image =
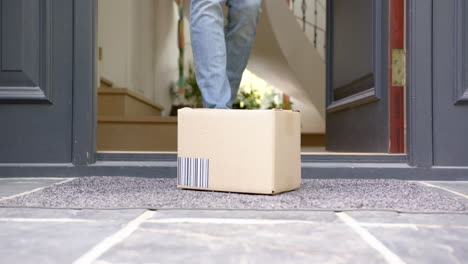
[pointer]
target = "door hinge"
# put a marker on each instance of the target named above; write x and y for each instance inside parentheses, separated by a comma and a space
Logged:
(398, 67)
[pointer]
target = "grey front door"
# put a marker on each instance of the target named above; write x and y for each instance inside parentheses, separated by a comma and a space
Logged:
(450, 83)
(357, 94)
(36, 77)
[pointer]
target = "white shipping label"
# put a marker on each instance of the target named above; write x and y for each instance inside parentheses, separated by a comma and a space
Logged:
(193, 172)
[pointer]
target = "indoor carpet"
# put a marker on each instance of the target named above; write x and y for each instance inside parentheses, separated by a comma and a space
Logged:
(155, 193)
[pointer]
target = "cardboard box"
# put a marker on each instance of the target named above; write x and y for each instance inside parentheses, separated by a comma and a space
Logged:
(246, 151)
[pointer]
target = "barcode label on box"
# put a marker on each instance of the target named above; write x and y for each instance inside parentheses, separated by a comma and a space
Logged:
(193, 172)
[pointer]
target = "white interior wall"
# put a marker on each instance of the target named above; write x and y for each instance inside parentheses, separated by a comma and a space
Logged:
(166, 52)
(142, 47)
(113, 38)
(139, 44)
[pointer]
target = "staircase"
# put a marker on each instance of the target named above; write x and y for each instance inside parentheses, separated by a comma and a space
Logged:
(129, 122)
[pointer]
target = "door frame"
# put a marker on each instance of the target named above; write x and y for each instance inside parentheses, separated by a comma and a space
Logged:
(417, 164)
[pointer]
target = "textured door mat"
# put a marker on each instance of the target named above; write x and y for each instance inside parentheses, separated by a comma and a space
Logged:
(153, 193)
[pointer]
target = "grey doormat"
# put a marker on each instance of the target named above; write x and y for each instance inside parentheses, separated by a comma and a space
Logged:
(153, 193)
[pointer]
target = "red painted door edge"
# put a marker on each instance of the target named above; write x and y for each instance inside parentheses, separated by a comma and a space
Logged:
(396, 93)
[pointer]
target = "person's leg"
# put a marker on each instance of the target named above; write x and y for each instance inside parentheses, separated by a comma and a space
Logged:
(209, 51)
(240, 34)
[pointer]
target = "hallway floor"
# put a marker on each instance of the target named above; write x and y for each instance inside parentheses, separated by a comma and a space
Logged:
(240, 235)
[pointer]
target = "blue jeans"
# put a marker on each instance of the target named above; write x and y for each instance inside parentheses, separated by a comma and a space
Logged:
(220, 51)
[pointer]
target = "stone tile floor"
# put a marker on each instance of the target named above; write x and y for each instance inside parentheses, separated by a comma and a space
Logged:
(220, 236)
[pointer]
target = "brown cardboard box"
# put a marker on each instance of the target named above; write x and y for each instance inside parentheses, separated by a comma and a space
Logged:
(246, 151)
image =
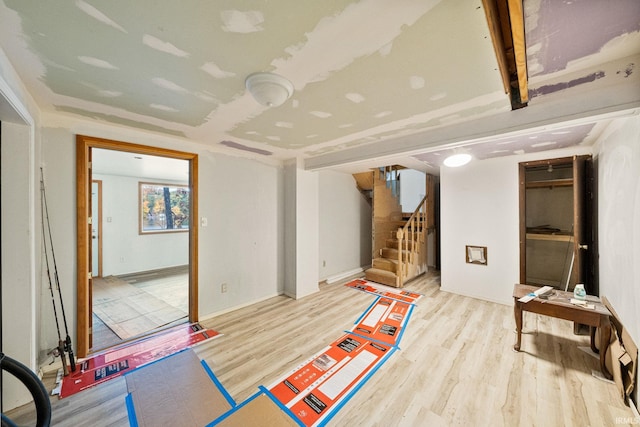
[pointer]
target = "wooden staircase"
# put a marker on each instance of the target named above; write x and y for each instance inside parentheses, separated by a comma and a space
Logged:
(404, 255)
(399, 239)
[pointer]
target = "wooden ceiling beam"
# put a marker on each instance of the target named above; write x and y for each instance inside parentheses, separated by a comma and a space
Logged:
(505, 19)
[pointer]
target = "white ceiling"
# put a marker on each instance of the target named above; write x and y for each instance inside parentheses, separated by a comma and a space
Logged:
(375, 81)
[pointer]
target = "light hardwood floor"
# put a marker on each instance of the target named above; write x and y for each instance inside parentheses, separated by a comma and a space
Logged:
(455, 365)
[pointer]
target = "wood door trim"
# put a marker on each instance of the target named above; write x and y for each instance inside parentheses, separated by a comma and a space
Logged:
(84, 144)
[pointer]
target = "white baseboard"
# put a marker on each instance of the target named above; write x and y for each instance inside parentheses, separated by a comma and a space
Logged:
(345, 274)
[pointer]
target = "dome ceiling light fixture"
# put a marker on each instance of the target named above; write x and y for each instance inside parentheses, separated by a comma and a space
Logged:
(457, 160)
(269, 89)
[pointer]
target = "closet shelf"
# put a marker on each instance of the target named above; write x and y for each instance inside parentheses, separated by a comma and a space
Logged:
(550, 183)
(551, 237)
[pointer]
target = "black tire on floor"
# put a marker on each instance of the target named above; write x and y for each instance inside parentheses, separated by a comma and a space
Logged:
(35, 387)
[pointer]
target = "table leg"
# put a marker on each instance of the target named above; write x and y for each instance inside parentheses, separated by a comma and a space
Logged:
(605, 338)
(594, 348)
(517, 312)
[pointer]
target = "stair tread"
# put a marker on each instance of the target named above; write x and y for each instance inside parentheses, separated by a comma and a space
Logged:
(381, 272)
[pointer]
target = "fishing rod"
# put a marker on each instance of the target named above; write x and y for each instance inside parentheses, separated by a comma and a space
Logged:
(63, 345)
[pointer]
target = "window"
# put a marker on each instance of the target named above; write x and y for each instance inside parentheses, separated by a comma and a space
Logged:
(163, 208)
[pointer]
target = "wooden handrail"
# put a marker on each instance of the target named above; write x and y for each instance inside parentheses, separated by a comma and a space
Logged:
(412, 231)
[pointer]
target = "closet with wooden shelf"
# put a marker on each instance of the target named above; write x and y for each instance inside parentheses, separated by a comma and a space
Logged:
(556, 226)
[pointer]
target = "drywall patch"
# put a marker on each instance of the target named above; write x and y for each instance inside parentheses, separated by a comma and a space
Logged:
(163, 108)
(416, 82)
(320, 114)
(356, 98)
(564, 30)
(547, 89)
(215, 71)
(236, 21)
(627, 71)
(162, 46)
(99, 63)
(110, 118)
(96, 14)
(238, 146)
(169, 85)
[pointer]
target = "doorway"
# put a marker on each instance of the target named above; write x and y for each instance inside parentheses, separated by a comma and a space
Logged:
(129, 250)
(96, 228)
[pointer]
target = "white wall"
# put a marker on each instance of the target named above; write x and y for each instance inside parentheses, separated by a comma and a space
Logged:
(618, 159)
(345, 227)
(413, 186)
(124, 250)
(241, 245)
(301, 230)
(479, 206)
(19, 293)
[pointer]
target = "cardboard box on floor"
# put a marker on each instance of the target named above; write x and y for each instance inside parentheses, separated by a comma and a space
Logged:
(175, 391)
(622, 356)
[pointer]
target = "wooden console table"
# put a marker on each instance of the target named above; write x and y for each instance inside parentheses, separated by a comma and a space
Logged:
(558, 305)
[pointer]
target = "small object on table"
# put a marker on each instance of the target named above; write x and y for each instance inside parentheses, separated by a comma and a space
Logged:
(559, 305)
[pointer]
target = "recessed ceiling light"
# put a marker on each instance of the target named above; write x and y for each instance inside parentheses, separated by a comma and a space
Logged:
(456, 160)
(268, 89)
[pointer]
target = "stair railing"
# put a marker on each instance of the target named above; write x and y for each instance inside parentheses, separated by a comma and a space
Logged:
(408, 237)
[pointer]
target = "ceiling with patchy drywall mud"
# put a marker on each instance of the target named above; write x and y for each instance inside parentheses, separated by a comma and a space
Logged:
(374, 81)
• • •
◆ Your instructions
Without including the pictures, reproduce all entries exactly.

◆ Answer to the exercise
image =
[pointer]
target = "door hinge"
# put a marker on each instance of the target named above; write x and y for each instance inside parentheses, separated by a comma and a space
Logged:
(398, 67)
[pointer]
target = "grey front door"
# put a marker on each instance of the target named above; write x and y for each instance inside parentheses, separated by a comma and a space
Logged:
(450, 83)
(357, 94)
(36, 77)
[pointer]
target = "white shipping label"
# put a marker on each instance of the target named above; write x and y for each instance inside parentheses, separated by a comma and a space
Logged:
(193, 172)
[pointer]
target = "indoor carpet"
# put a marker on each instance of the target named above; write x and y for each instance inside parentheses, separated by a comma and a space
Logged:
(155, 193)
[pointer]
target = "cardboard box"
# put a marker on each instance of the target named above; write x and y for each instance inside parentheses, separated by a comma and a space
Logged:
(246, 151)
[pointer]
target = "barcode label on box"
# put a marker on each instance of the target named above; write x and y for each instance inside parentheses, separated by a comma and a space
Logged:
(193, 172)
[pointer]
target = "white interior wall"
# put a marker on each instance of the target named above; write x and y for each instance inside parentheses, separated by a comma and a space
Logged:
(166, 52)
(142, 47)
(113, 38)
(139, 44)
[pointer]
target = "staircase"
# put a marker on each instance of the target named above; write x and y for each instance inside parentheses, separated by a comma and a space
Logged:
(129, 122)
[pointer]
target = "door frame"
# put a marker on each instance of the target named above; write x and y for each instance inside parentheses, separated by a comma and a space
Logged:
(417, 164)
[pointer]
target = "textured door mat"
# put a marker on each instance of the target named above; write x and y for each instance inside parentheses, separated by a comma and a space
Logged:
(153, 193)
[pointer]
target = "grey doormat"
# put a marker on each instance of the target named above; write x and y for each instance inside parentheses, separated by a comma and a space
Logged:
(153, 193)
[pointer]
target = "red painted door edge"
# put a marker on each instance of the target named above; write x and y for each instance inside parentheses, separated by a comma and a space
Logged:
(396, 93)
[pointer]
target = "person's leg"
# put a marker on each instance of the target named above; write x and y for each instance inside parentheses, separated by a comma and a space
Logged:
(209, 51)
(240, 34)
[pointer]
target = "hallway floor"
# put a marker on each instance of the target named above; write x and y for each instance inside parentheses, separated by a comma and a space
Logged:
(240, 235)
[pointer]
target = "blue jeans"
# put a marker on each instance of the target named above; write x and y for each instance inside parentheses, separated by a comma and a space
Logged:
(220, 51)
[pointer]
target = "stone tile floor"
# put a marker on each instance of the target named above; write x and y for each instance inside parentheses, separated by a comma and a space
Logged:
(220, 236)
[pointer]
target = "brown cardboard box"
# put a marker on each instance of the target named above; write x and y for each instance inside parentheses, separated by a comma and a space
Logged:
(246, 151)
image =
[pointer]
target = "wooden staircase"
# put a marker on each instance of the target named above; write x and y for each instance inside parentheses, separated by a comma and a space
Logged:
(404, 255)
(399, 239)
[pointer]
target = "wooden ceiling beam"
# put a marker on each instance of the target named above; write x and y for each instance inside parentheses, separated by a comma and a space
Logged:
(505, 19)
[pointer]
target = "white ceiling"
# put a marker on each instance of the target named above; write x and y for each instance inside parentheses, separated by a comma and a space
Logged:
(375, 81)
[pointer]
target = "light hardwood floor"
# put a marker on each instance of the target named above; write x and y for each instance inside parentheses, separated by a comma and a space
Logged:
(455, 365)
[pointer]
target = "wood door trim"
# put a marker on each instance of the target named above; write x and y for each instance inside parentheses, separated by a comma and a space
Logged:
(84, 144)
[pointer]
target = "white baseboard"
# put a marker on each instance of the target named above; write x and y for each instance inside parentheses, separated by a comma and a space
Logged:
(345, 274)
[pointer]
target = "dome ceiling light fixture"
# put a marker on each instance of the target named above; write x and y for each instance inside parentheses, separated by a comma and a space
Logged:
(457, 160)
(269, 89)
[pointer]
target = "closet shelf"
# put a marker on each instance of the target named above; write x and y for each instance inside parentheses, separated by a comma and a space
Logged:
(550, 183)
(551, 237)
[pointer]
target = "black tire on floor"
# put a marker on each instance of the target named above; write x and y for each instance inside parentheses, separated by a comma and a space
Logged:
(35, 387)
[pointer]
target = "table leg"
# put a marker on each instance of the target named above; write x and y for each instance inside parentheses, separated by a comma and a space
Logged:
(605, 338)
(594, 348)
(517, 312)
[pointer]
target = "stair tread"
# put a marker on each instance of the target named above; write x and y for each instance inside parentheses, separated by a comma and a space
Logged:
(381, 272)
[pointer]
target = "fishing rod"
# put a marker on each instance of the target named above; write x and y for each instance inside parentheses, separated by a comma and a space
Logged:
(63, 345)
[pointer]
target = "window"
# put a marker on each instance of the target named above; write x and y for each instance inside parentheses, separated by a comma and a space
Logged:
(163, 208)
[pointer]
target = "wooden handrail"
# put a marker on each instance of the target named above; write x and y for each instance inside parentheses, separated by a comma and a space
Logged:
(412, 231)
[pointer]
target = "closet with wooden shelf"
# put a marker on each instance of the target named above; write x and y for each instance inside parentheses, separated by a comma and a space
Logged:
(556, 226)
[pointer]
target = "drywall patch"
# put a marker on each instance of the target named above; write x and y for each instance inside parentheses, separated by a comma and a space
Logged:
(163, 108)
(416, 82)
(320, 114)
(356, 98)
(564, 30)
(547, 89)
(215, 71)
(236, 21)
(627, 71)
(162, 46)
(99, 63)
(110, 118)
(96, 14)
(238, 146)
(169, 85)
[pointer]
target = "doorway"
# put a marker on each instance of the target named above; write x and y for each instance inside parentheses, separated by a comma and a space
Logged:
(129, 250)
(96, 228)
[pointer]
target = "white wall"
# put a marker on each instance of the target named above; write x and y for each instance inside parentheses, separated by a comma and a space
Logged:
(618, 159)
(345, 227)
(413, 186)
(124, 250)
(241, 245)
(301, 230)
(479, 206)
(19, 293)
[pointer]
target = "cardboard box on floor"
# put a marker on each instance of the target named above; write x and y for each instance inside parentheses, separated by a comma and a space
Logged:
(175, 391)
(622, 356)
[pointer]
target = "wooden console table"
# put a marker on each instance of the target named above; write x and y for each instance inside parentheses, separated by a comma and a space
Logged:
(558, 305)
[pointer]
target = "small object on table"
# put a marker on each instance of the target named above; write x and y for each instance inside parentheses, separated by a comma and a space
Logged:
(559, 305)
[pointer]
target = "recessed ceiling light"
# put a marker on each instance of the target named above; write x and y for each instance inside parentheses, separated by a comma and a space
Logged:
(456, 160)
(268, 89)
[pointer]
target = "stair railing"
# put a marker on each instance of the target named above; write x and y for each instance inside parentheses, separated by a comma and a space
Logged:
(408, 237)
[pointer]
target = "ceiling with patchy drywall mud"
# put a marker on each instance of the target named above; write x and y for each instance inside parentheses, separated by a comma and a space
Logged:
(374, 81)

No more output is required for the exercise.